- **PROBLEM TO WORK ON**
Write out the records below again, switching every "point" to "dot" and leaving everything else unchanged.

- **DATA LISTING**
────────────────────

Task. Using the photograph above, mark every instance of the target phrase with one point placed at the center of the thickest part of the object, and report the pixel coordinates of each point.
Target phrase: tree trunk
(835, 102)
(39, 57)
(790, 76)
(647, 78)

────────────────────

- **COMPLETE RESPONSE**
Task. Using the photograph above, mark every instance of the target phrase with one dot placed at the center of the thickest part of the object, and report the pixel coordinates of each dot.
Target phrase: tree trunk
(835, 102)
(39, 57)
(790, 76)
(647, 78)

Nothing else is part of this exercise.